• [GIVEN INSTRUCTION]: In the listing below, take the lines from the one containing "If you could pick out the flower" through the end of the listing. Write them out again with "pomelo" changed to "grapefruit" and nothing else altered.

• [DATA PROVIDED]:
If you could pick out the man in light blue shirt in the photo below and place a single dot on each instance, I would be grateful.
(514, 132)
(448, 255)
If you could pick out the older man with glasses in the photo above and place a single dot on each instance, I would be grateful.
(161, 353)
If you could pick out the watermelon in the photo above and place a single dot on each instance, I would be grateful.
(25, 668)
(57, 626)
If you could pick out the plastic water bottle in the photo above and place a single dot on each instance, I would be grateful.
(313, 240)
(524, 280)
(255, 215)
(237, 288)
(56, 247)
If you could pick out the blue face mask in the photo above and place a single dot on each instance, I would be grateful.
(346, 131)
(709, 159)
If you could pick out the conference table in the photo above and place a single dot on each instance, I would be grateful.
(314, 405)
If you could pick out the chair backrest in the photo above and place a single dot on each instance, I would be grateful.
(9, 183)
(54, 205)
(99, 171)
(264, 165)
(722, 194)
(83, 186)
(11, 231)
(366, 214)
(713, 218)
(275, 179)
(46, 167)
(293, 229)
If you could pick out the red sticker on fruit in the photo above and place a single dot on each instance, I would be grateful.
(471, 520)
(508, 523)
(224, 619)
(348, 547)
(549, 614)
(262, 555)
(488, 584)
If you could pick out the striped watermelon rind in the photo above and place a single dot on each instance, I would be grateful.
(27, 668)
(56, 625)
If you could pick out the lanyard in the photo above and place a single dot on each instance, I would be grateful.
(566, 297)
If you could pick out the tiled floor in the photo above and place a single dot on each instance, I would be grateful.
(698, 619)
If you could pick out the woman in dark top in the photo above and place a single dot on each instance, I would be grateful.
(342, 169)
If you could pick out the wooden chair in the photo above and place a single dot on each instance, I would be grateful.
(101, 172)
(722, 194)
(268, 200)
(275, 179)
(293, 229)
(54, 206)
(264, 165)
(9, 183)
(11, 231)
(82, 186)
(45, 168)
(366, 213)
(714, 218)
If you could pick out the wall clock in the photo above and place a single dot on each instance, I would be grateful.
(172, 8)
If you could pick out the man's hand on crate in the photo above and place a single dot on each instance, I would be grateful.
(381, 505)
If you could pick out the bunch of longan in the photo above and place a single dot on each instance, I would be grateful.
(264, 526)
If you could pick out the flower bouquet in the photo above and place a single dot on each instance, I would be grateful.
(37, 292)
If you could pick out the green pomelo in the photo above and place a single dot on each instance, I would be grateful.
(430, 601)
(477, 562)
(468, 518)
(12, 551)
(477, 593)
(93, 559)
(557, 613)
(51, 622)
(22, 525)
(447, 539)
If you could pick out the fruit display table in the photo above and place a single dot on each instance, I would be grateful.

• [FINAL RESULT]:
If you could pick out the flower bouquet in the photo above and place a single dot on each instance, I would be grateful.
(37, 292)
If you could pick out the green grapefruit in the photo above and place a single dot on each instance, I would be grateful.
(430, 601)
(477, 562)
(468, 518)
(12, 551)
(477, 593)
(93, 559)
(557, 613)
(51, 622)
(22, 525)
(447, 539)
If you could pick out the fruit display table in the photo above and place a single dot on each instance, I would be grateful.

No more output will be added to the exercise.